● TASK GOAL: Look for the word "flower" in the entries and copy every line where it shows up.

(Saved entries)
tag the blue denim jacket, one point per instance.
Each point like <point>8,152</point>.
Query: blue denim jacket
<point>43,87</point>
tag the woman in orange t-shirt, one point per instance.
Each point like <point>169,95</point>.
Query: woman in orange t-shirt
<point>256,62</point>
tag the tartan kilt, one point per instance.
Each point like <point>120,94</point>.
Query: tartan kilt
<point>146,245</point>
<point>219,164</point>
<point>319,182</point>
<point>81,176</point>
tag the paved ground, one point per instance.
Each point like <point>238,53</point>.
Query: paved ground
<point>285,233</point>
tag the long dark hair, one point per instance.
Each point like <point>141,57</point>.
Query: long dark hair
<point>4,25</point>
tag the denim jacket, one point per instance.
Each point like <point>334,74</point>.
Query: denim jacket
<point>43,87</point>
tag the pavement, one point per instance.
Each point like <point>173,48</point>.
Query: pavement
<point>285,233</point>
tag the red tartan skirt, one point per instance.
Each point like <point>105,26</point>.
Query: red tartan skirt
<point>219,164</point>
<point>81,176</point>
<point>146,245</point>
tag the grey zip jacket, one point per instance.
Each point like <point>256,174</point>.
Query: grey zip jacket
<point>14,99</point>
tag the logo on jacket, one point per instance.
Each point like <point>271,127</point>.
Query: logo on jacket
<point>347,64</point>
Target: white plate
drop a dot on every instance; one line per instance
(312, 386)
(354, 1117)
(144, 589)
==
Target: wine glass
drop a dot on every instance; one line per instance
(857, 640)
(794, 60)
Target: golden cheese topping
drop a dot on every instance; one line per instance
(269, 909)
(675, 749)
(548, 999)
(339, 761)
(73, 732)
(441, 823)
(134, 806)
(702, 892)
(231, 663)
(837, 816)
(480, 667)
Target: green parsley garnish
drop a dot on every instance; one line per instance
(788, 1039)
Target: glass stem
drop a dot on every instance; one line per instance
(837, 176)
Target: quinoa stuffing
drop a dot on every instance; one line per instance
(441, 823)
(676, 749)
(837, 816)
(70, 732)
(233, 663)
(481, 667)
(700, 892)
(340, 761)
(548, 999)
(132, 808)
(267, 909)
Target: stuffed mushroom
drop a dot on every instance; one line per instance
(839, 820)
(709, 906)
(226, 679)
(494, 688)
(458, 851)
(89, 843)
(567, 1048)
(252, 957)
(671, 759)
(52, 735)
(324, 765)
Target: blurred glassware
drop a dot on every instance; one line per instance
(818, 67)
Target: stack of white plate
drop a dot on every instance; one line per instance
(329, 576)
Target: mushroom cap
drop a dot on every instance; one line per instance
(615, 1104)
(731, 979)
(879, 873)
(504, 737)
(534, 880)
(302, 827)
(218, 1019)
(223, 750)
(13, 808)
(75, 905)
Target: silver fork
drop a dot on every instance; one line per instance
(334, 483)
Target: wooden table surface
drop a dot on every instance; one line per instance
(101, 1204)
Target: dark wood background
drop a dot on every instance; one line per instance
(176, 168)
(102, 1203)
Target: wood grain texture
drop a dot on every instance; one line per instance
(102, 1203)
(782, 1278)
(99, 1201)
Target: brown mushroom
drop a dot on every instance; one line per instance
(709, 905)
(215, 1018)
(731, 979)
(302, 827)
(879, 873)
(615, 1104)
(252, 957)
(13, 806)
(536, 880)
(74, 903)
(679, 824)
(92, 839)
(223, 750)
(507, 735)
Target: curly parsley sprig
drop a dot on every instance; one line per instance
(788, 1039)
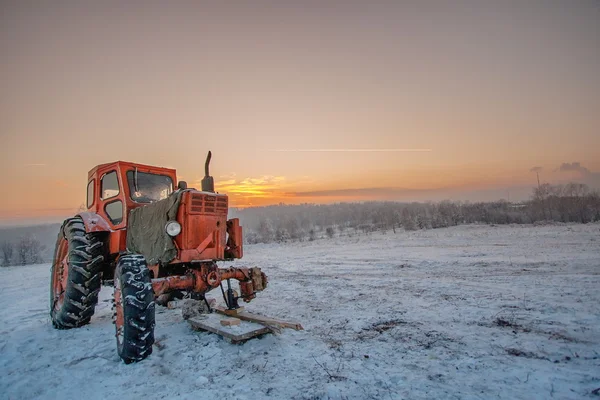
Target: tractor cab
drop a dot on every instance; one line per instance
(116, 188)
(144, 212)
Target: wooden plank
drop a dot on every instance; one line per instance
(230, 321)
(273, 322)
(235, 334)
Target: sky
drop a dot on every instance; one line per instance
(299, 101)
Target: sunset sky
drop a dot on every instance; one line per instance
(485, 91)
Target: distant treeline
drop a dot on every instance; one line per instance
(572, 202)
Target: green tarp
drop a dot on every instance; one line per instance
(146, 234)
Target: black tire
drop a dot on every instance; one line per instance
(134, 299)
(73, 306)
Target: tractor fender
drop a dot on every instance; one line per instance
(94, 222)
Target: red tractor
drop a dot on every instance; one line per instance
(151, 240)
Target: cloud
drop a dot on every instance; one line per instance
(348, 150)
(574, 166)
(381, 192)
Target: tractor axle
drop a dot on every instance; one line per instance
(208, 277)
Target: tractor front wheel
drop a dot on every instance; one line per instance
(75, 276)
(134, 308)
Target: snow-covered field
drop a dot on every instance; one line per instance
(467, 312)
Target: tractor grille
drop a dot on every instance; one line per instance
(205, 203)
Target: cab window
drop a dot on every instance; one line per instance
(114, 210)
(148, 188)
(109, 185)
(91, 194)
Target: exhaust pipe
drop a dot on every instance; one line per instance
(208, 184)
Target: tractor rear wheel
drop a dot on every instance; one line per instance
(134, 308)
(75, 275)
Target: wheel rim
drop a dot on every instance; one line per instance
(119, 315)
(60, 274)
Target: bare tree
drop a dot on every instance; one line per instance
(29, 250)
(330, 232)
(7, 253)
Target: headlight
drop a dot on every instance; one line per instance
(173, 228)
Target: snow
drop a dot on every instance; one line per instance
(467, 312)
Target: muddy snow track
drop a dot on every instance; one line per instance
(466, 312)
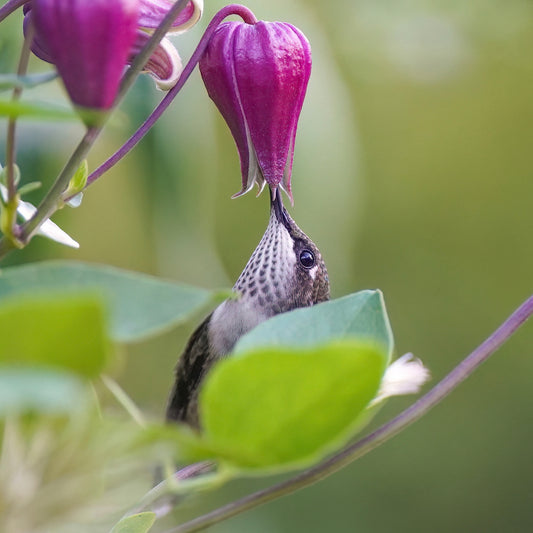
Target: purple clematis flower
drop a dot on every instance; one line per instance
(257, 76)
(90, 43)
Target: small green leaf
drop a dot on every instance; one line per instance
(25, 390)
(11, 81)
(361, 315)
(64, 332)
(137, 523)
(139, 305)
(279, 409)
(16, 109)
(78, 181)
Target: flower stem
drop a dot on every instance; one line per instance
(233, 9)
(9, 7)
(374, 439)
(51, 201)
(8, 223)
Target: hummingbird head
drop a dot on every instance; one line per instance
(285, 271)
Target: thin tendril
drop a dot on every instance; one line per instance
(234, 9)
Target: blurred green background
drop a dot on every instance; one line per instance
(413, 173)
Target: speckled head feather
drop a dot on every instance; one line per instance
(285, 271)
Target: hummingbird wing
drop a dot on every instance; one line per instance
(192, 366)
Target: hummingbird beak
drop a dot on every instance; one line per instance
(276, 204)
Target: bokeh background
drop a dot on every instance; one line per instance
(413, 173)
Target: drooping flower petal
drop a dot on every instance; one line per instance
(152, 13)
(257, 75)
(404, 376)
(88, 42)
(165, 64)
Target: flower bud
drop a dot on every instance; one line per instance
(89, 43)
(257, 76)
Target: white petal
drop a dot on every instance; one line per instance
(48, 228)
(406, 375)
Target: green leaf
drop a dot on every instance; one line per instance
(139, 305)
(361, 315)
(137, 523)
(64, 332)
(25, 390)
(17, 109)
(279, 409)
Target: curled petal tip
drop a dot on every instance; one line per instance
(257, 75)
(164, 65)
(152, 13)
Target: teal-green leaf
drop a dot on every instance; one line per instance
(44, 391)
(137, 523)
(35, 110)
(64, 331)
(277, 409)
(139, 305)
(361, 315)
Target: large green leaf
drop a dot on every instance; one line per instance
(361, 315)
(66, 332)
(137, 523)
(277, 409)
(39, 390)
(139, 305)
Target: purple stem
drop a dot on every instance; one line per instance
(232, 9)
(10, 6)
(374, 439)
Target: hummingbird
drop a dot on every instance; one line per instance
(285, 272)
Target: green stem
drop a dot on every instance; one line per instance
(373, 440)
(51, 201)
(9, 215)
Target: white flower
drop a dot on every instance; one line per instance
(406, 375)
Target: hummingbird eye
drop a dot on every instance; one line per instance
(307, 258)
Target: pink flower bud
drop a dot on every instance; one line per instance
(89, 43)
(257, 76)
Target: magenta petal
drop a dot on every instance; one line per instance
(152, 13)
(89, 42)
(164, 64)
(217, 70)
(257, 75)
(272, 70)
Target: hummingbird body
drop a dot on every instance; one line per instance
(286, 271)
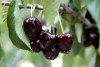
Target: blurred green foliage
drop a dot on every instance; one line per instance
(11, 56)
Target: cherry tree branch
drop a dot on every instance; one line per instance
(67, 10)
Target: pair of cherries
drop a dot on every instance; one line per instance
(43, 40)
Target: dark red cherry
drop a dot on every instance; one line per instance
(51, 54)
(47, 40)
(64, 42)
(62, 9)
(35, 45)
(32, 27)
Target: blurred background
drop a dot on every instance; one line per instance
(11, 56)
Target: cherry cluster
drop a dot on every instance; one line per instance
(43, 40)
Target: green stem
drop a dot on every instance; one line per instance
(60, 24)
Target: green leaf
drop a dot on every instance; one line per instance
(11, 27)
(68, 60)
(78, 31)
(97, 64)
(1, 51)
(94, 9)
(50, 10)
==
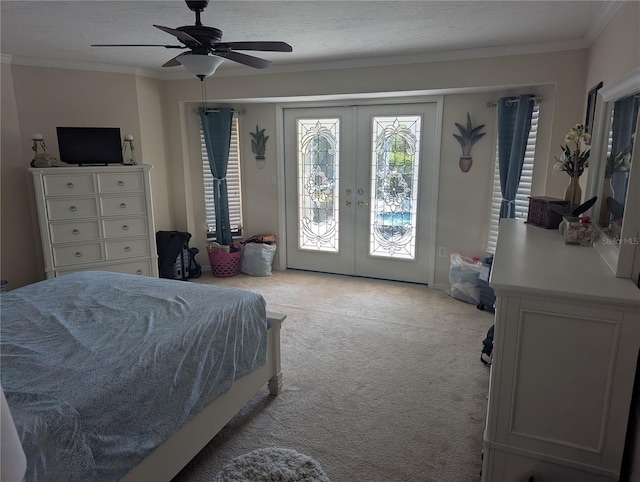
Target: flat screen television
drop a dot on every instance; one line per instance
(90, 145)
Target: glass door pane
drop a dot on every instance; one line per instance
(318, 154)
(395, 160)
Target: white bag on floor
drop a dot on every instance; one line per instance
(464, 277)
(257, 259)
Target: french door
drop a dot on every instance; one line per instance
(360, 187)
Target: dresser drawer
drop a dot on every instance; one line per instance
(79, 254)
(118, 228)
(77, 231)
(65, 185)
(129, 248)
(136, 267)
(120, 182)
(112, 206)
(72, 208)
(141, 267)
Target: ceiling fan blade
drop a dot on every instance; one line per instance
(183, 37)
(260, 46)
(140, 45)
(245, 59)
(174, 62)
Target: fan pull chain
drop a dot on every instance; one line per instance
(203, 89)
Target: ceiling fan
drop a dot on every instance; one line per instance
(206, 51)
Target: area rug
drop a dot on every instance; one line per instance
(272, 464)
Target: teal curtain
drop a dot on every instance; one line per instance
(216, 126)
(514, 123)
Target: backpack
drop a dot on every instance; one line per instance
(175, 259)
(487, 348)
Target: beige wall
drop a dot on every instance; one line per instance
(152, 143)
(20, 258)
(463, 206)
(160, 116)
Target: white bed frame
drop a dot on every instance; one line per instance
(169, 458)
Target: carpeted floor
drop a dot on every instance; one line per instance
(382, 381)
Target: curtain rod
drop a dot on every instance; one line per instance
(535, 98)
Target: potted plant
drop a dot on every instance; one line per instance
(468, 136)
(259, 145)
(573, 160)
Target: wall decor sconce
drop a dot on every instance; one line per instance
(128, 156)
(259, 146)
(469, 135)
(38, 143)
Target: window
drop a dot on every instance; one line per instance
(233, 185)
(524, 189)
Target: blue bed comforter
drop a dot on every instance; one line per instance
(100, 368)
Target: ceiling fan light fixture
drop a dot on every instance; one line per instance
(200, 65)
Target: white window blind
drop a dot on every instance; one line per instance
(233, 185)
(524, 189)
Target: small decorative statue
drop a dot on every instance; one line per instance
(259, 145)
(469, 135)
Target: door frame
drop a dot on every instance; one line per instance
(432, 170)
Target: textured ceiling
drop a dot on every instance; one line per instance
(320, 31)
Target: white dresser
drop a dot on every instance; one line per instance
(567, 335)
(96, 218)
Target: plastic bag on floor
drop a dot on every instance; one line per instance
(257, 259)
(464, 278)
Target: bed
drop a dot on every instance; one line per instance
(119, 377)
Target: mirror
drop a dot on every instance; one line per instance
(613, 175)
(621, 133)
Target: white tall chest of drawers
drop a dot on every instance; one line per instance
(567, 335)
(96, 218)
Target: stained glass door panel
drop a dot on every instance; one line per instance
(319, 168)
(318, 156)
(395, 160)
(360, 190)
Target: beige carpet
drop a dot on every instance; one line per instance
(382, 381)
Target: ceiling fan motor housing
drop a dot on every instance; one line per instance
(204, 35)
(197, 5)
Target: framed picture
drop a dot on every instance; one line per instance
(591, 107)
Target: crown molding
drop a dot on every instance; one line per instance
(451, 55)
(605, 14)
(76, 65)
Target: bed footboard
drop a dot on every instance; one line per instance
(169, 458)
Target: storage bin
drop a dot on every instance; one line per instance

● FINISHED TASK:
Target: purple clematis flower
Target: flower stem
Target: drooping flower petal
Target: flower bud
Target: white flower
Target: pink flower bud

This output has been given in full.